▶ **Description of the task**
Render every line of the items below as a Markdown table with the columns "Row" and "Line", numbering each row in sequence and omitting blank lines.

▶ **Data lines**
* * *
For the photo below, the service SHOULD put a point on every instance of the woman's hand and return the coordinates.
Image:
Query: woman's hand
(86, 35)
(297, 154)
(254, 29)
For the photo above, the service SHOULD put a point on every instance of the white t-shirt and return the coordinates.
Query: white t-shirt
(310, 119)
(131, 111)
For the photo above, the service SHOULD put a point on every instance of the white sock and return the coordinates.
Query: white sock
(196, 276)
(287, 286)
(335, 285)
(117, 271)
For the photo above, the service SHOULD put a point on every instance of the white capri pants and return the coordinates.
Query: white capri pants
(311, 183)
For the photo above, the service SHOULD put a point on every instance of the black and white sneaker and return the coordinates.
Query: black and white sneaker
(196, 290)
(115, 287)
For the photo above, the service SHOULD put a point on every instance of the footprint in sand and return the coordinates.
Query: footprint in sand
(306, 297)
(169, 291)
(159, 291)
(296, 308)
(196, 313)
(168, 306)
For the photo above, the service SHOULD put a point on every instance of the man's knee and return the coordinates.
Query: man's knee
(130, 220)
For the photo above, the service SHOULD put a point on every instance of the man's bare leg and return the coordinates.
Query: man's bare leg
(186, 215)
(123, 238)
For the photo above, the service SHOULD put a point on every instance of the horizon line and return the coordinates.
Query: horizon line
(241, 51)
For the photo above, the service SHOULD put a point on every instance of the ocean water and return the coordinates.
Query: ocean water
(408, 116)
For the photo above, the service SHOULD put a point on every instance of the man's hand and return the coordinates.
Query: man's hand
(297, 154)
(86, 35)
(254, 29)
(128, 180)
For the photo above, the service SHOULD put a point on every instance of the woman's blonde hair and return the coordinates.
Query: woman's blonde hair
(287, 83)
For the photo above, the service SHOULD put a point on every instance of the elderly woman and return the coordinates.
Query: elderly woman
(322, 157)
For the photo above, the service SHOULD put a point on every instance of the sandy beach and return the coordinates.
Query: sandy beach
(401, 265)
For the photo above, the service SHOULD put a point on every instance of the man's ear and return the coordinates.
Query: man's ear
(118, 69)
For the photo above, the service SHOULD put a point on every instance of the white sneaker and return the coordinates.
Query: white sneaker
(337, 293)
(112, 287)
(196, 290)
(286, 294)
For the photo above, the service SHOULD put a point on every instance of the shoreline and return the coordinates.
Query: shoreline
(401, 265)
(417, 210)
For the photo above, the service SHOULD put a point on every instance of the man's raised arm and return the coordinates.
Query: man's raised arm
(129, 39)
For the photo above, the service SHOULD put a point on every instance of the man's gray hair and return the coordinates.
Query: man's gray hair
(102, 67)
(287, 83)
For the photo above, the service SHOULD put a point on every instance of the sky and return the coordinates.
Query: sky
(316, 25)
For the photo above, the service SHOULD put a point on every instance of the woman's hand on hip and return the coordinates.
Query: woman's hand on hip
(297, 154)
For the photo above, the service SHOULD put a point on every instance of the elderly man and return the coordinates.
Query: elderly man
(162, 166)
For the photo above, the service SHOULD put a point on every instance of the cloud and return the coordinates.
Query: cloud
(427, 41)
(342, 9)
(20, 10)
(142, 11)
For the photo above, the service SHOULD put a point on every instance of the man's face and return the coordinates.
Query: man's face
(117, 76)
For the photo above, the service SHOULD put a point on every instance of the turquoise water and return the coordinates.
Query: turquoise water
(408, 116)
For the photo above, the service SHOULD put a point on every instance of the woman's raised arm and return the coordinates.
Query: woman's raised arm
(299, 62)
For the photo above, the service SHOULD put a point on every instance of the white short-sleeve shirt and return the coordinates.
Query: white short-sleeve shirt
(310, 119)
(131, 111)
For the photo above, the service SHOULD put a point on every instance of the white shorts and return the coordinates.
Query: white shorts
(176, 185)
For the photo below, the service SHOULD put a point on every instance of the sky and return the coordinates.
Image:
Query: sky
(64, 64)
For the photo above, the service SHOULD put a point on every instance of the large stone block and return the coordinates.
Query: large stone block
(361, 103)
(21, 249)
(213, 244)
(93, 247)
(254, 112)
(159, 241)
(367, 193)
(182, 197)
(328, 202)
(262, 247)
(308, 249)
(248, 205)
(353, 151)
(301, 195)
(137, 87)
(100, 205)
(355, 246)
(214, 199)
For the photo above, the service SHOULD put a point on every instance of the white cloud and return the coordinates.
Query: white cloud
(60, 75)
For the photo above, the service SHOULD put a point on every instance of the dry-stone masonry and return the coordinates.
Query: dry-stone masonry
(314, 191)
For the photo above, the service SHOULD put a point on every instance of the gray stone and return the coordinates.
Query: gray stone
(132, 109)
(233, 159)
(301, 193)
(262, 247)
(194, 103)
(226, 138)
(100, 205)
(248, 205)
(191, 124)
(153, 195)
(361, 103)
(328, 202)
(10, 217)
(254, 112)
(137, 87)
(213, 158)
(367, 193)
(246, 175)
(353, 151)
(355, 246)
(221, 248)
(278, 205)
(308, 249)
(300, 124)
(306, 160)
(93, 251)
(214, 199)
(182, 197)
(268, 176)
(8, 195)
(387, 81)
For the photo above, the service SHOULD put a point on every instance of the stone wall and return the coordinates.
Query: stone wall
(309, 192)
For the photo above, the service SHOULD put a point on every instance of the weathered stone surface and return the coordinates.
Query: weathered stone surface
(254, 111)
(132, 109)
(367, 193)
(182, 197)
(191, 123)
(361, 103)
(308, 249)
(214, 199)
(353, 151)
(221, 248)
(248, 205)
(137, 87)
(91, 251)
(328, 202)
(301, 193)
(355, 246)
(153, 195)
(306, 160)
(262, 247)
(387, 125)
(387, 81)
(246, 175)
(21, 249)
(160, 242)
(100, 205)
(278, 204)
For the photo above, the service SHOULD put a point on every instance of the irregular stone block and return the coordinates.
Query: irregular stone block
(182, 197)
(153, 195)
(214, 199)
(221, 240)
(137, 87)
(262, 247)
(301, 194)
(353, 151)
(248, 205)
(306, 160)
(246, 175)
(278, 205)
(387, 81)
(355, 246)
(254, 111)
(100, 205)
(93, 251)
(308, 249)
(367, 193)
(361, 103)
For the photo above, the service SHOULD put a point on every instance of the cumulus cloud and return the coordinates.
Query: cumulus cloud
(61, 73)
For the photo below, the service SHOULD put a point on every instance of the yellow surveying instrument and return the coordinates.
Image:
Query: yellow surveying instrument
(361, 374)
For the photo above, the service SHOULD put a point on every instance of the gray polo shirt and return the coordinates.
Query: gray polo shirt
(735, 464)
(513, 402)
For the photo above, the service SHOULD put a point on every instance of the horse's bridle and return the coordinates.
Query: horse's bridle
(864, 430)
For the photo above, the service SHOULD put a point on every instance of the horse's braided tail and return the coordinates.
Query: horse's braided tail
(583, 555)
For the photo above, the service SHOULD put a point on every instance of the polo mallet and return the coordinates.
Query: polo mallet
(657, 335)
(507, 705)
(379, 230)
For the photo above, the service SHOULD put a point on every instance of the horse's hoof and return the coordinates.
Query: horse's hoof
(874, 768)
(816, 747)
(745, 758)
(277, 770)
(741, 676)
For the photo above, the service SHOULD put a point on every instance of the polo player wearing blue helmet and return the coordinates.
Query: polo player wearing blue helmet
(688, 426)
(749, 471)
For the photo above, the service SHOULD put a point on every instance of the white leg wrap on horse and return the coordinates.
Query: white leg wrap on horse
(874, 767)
* * *
▶ **Correct answer**
| Row | Line |
|---|---|
| 1 | For the photo below, the service SHOULD put a point on every instance of the woman's hand and return the coordinates. |
| 2 | Image: |
| 3 | Query: woman's hand |
| 4 | (86, 35) |
| 5 | (297, 154) |
| 6 | (254, 29) |
| 7 | For the photo above, the service SHOULD put a point on every instance of the white t-shirt and return the coordinates. |
| 8 | Query: white t-shirt |
| 9 | (310, 119) |
| 10 | (131, 111) |
| 11 | For the photo above, the service SHOULD put a point on every instance of the white sock and return the coordinates. |
| 12 | Query: white sock |
| 13 | (196, 276) |
| 14 | (287, 286) |
| 15 | (335, 285) |
| 16 | (117, 271) |
| 17 | For the photo above, the service SHOULD put a point on every instance of the white capri pants and return the coordinates. |
| 18 | Query: white capri pants |
| 19 | (311, 183) |
| 20 | For the photo above, the service SHOULD put a point on every instance of the black and white sneaker and return the coordinates. |
| 21 | Query: black and white sneaker |
| 22 | (196, 290) |
| 23 | (115, 287) |
| 24 | For the photo above, the service SHOULD put a point on every instance of the footprint in sand and return the coordinates. |
| 25 | Query: footprint in sand |
| 26 | (306, 297) |
| 27 | (169, 291) |
| 28 | (159, 291) |
| 29 | (296, 308) |
| 30 | (196, 313) |
| 31 | (168, 306) |
| 32 | For the photo above, the service SHOULD put a point on every instance of the man's knee and return the coordinates. |
| 33 | Query: man's knee |
| 34 | (130, 220) |
| 35 | For the photo above, the service SHOULD put a point on every instance of the man's bare leg and return the coordinates. |
| 36 | Query: man's bare leg |
| 37 | (186, 215) |
| 38 | (123, 238) |
| 39 | For the photo above, the service SHOULD put a point on every instance of the horizon line and return the coordinates. |
| 40 | Query: horizon line |
| 41 | (241, 51) |
| 42 | For the photo above, the service SHOULD put a point on every instance of the ocean water and return the coordinates. |
| 43 | Query: ocean water |
| 44 | (408, 116) |
| 45 | For the photo above, the service SHOULD put a point on every instance of the man's hand and return the coordinates. |
| 46 | Query: man's hand |
| 47 | (297, 154) |
| 48 | (86, 35) |
| 49 | (254, 29) |
| 50 | (128, 180) |
| 51 | For the photo above, the service SHOULD put a point on every instance of the woman's blonde hair and return the coordinates. |
| 52 | Query: woman's blonde hair |
| 53 | (287, 83) |
| 54 | For the photo above, the service SHOULD put a point on every instance of the elderly woman and return the coordinates. |
| 55 | Query: elderly woman |
| 56 | (322, 157) |
| 57 | For the photo above, the service SHOULD put a point on every instance of the sandy beach and return the coordinates. |
| 58 | Query: sandy beach |
| 59 | (401, 265) |
| 60 | For the photo above, the service SHOULD put a point on every instance of the man's ear and return the coordinates. |
| 61 | Query: man's ear |
| 62 | (118, 69) |
| 63 | For the photo above, the service SHOULD put a point on every instance of the white sneaker and return the coordinates. |
| 64 | Query: white sneaker |
| 65 | (337, 293) |
| 66 | (112, 287) |
| 67 | (196, 290) |
| 68 | (286, 294) |
| 69 | For the photo above, the service SHOULD put a point on every instance of the shoreline and return the coordinates. |
| 70 | Query: shoreline |
| 71 | (401, 265) |
| 72 | (417, 210) |
| 73 | For the photo above, the service SHOULD put a point on every instance of the man's raised arm and return the coordinates. |
| 74 | Query: man's raised arm |
| 75 | (129, 39) |
| 76 | For the photo above, the service SHOULD put a point on every instance of the man's gray hair and return the coordinates. |
| 77 | Query: man's gray hair |
| 78 | (102, 67) |
| 79 | (287, 83) |
| 80 | For the photo above, the service SHOULD put a point on every instance of the sky and return the coordinates. |
| 81 | Query: sky |
| 82 | (316, 25) |
| 83 | For the photo above, the service SHOULD put a point on every instance of the woman's hand on hip and return the coordinates. |
| 84 | Query: woman's hand on hip |
| 85 | (297, 154) |
| 86 | For the photo above, the service SHOULD put a point on every instance of the elderly man and return the coordinates. |
| 87 | Query: elderly man |
| 88 | (162, 166) |
| 89 | For the photo above, the service SHOULD put a point on every instance of the cloud and return the coordinates. |
| 90 | Query: cloud |
| 91 | (427, 41) |
| 92 | (342, 9) |
| 93 | (20, 10) |
| 94 | (142, 11) |
| 95 | For the photo above, the service SHOULD put a point on every instance of the man's face and return the coordinates. |
| 96 | Query: man's face |
| 97 | (117, 76) |
| 98 | For the photo above, the service SHOULD put a point on every instance of the turquoise water and return the coordinates. |
| 99 | Query: turquoise water |
| 100 | (408, 116) |
| 101 | For the photo above, the service SHOULD put a point on every instance of the woman's raised arm and return the coordinates. |
| 102 | Query: woman's raised arm |
| 103 | (299, 62) |
| 104 | For the photo above, the service SHOULD put a point on every instance of the white short-sleeve shirt and return the coordinates. |
| 105 | Query: white short-sleeve shirt |
| 106 | (310, 119) |
| 107 | (131, 111) |
| 108 | For the photo above, the service SHOULD put a point on every instance of the white shorts and return the coordinates. |
| 109 | Query: white shorts |
| 110 | (176, 185) |
| 111 | For the photo below, the service SHOULD put a point on every instance of the sky and return the coordinates. |
| 112 | Image: |
| 113 | Query: sky |
| 114 | (64, 64) |
| 115 | For the photo above, the service SHOULD put a point on every instance of the large stone block and return the coordinates. |
| 116 | Query: large stone block |
| 117 | (361, 103) |
| 118 | (21, 249) |
| 119 | (213, 244) |
| 120 | (93, 247) |
| 121 | (254, 112) |
| 122 | (159, 241) |
| 123 | (367, 193) |
| 124 | (182, 197) |
| 125 | (328, 202) |
| 126 | (262, 247) |
| 127 | (308, 249) |
| 128 | (248, 205) |
| 129 | (353, 151) |
| 130 | (301, 195) |
| 131 | (137, 87) |
| 132 | (100, 205) |
| 133 | (355, 246) |
| 134 | (214, 199) |
| 135 | For the photo above, the service SHOULD put a point on every instance of the white cloud and return the coordinates. |
| 136 | Query: white cloud |
| 137 | (60, 75) |
| 138 | For the photo above, the service SHOULD put a point on every instance of the dry-stone masonry and return the coordinates. |
| 139 | Query: dry-stone masonry |
| 140 | (314, 191) |
| 141 | For the photo above, the service SHOULD put a point on every instance of the gray stone and return the coordinates. |
| 142 | Query: gray stone |
| 143 | (132, 109) |
| 144 | (233, 159) |
| 145 | (301, 193) |
| 146 | (262, 247) |
| 147 | (194, 103) |
| 148 | (226, 138) |
| 149 | (100, 205) |
| 150 | (248, 205) |
| 151 | (191, 124) |
| 152 | (153, 195) |
| 153 | (361, 103) |
| 154 | (328, 202) |
| 155 | (10, 217) |
| 156 | (254, 112) |
| 157 | (137, 87) |
| 158 | (213, 158) |
| 159 | (367, 193) |
| 160 | (246, 175) |
| 161 | (353, 151) |
| 162 | (355, 246) |
| 163 | (221, 248) |
| 164 | (278, 205) |
| 165 | (308, 249) |
| 166 | (300, 124) |
| 167 | (306, 160) |
| 168 | (93, 251) |
| 169 | (214, 199) |
| 170 | (182, 197) |
| 171 | (268, 176) |
| 172 | (8, 195) |
| 173 | (387, 81) |
| 174 | For the photo above, the service SHOULD put a point on every instance of the stone wall and return the coordinates. |
| 175 | Query: stone wall |
| 176 | (309, 192) |
| 177 | For the photo above, the service SHOULD put a point on every instance of the weathered stone surface and return the coordinates. |
| 178 | Query: weathered stone surface |
| 179 | (254, 111) |
| 180 | (132, 109) |
| 181 | (367, 193) |
| 182 | (182, 197) |
| 183 | (191, 123) |
| 184 | (361, 103) |
| 185 | (308, 249) |
| 186 | (214, 199) |
| 187 | (353, 151) |
| 188 | (221, 248) |
| 189 | (248, 205) |
| 190 | (137, 87) |
| 191 | (91, 251) |
| 192 | (328, 202) |
| 193 | (301, 193) |
| 194 | (355, 246) |
| 195 | (153, 195) |
| 196 | (306, 160) |
| 197 | (262, 247) |
| 198 | (387, 125) |
| 199 | (387, 81) |
| 200 | (246, 175) |
| 201 | (21, 249) |
| 202 | (160, 242) |
| 203 | (100, 205) |
| 204 | (278, 204) |
| 205 | For the photo above, the service SHOULD put a point on every instance of the irregular stone block and return the coordinates. |
| 206 | Query: irregular stone block |
| 207 | (182, 197) |
| 208 | (153, 195) |
| 209 | (214, 199) |
| 210 | (221, 240) |
| 211 | (137, 87) |
| 212 | (262, 247) |
| 213 | (301, 194) |
| 214 | (353, 151) |
| 215 | (248, 205) |
| 216 | (306, 160) |
| 217 | (246, 175) |
| 218 | (278, 205) |
| 219 | (387, 81) |
| 220 | (355, 246) |
| 221 | (254, 111) |
| 222 | (100, 205) |
| 223 | (93, 251) |
| 224 | (308, 249) |
| 225 | (367, 193) |
| 226 | (361, 103) |
| 227 | For the photo above, the service SHOULD put a point on every instance of the cumulus cloud and return the coordinates. |
| 228 | Query: cumulus cloud |
| 229 | (61, 73) |
| 230 | For the photo below, the service SHOULD put a point on every instance of the yellow surveying instrument and return the coordinates. |
| 231 | Image: |
| 232 | Query: yellow surveying instrument |
| 233 | (361, 374) |
| 234 | For the photo above, the service SHOULD put a point on every instance of the gray polo shirt and return the coordinates. |
| 235 | Query: gray polo shirt |
| 236 | (735, 464) |
| 237 | (513, 402) |
| 238 | For the photo above, the service SHOULD put a point on every instance of the horse's bridle and return the coordinates. |
| 239 | Query: horse's bridle |
| 240 | (864, 430) |
| 241 | For the photo above, the service SHOULD put a point on every instance of the horse's braided tail and return the coordinates. |
| 242 | Query: horse's braided tail |
| 243 | (583, 555) |
| 244 | For the photo above, the service SHOULD put a point on every instance of the polo mallet and return the coordinates. |
| 245 | Query: polo mallet |
| 246 | (657, 335) |
| 247 | (507, 705) |
| 248 | (379, 230) |
| 249 | For the photo above, the service SHOULD put a point on every instance of the horse's hoof and return the coordinates. |
| 250 | Query: horse's hoof |
| 251 | (874, 768) |
| 252 | (816, 747) |
| 253 | (745, 758) |
| 254 | (277, 770) |
| 255 | (741, 676) |
| 256 | For the photo above, the service SHOULD put a point on every instance of the polo player wearing blue helmet and return the coordinates. |
| 257 | Query: polo player wearing blue helmet |
| 258 | (688, 426) |
| 259 | (749, 471) |
| 260 | For the photo above, the service SHOULD put a point on every instance of the white leg wrap on horse and return the coordinates. |
| 261 | Query: white leg wrap on horse |
| 262 | (874, 767) |